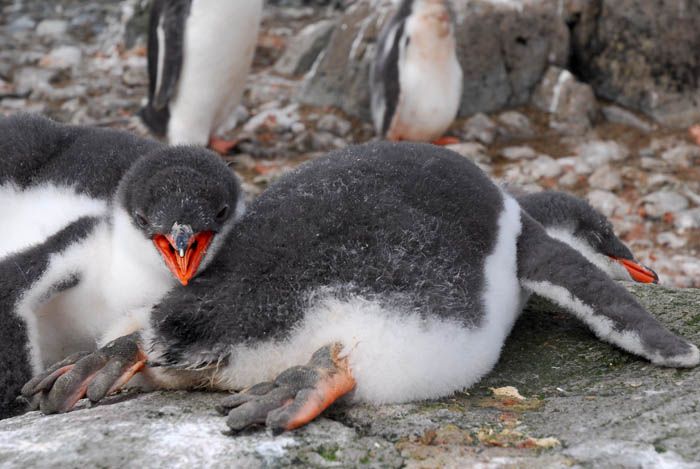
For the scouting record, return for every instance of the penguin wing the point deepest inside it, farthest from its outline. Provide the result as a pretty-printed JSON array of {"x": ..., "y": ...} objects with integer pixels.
[
  {"x": 165, "y": 49},
  {"x": 384, "y": 75}
]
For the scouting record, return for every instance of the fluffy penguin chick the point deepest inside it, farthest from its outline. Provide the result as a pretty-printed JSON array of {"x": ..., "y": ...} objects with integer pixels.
[
  {"x": 93, "y": 263},
  {"x": 199, "y": 57},
  {"x": 416, "y": 79},
  {"x": 394, "y": 270},
  {"x": 573, "y": 221}
]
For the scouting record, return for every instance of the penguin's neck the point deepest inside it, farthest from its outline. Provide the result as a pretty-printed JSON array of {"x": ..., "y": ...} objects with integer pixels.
[{"x": 136, "y": 274}]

=-=-=

**TRY IT:**
Give the records a second time exactly, keeping the images out.

**TASK SOLUTION:**
For the scouting record, return for every instance of the penguin wing the point deepest inside it, farthest from its outline. Provide the result as a pretty-printed JSON array of {"x": ..., "y": ...} objects with integer pixels.
[
  {"x": 165, "y": 49},
  {"x": 384, "y": 75}
]
For the scouting record, return for every instance of the fluffy penguin chick the point deepest inside it, farthest from its outline. Provide the result as a pretty-printed JSON array of {"x": ..., "y": ...} objects with integer pixels.
[
  {"x": 93, "y": 263},
  {"x": 199, "y": 57},
  {"x": 416, "y": 79},
  {"x": 394, "y": 270},
  {"x": 573, "y": 221}
]
For the scouting record, return for every instance of the penguin's neck the point deepest inside it, farthest from its outline. Provide the result as a pretty-printed JSON array of {"x": ..., "y": ...} objects with integer pixels.
[{"x": 136, "y": 274}]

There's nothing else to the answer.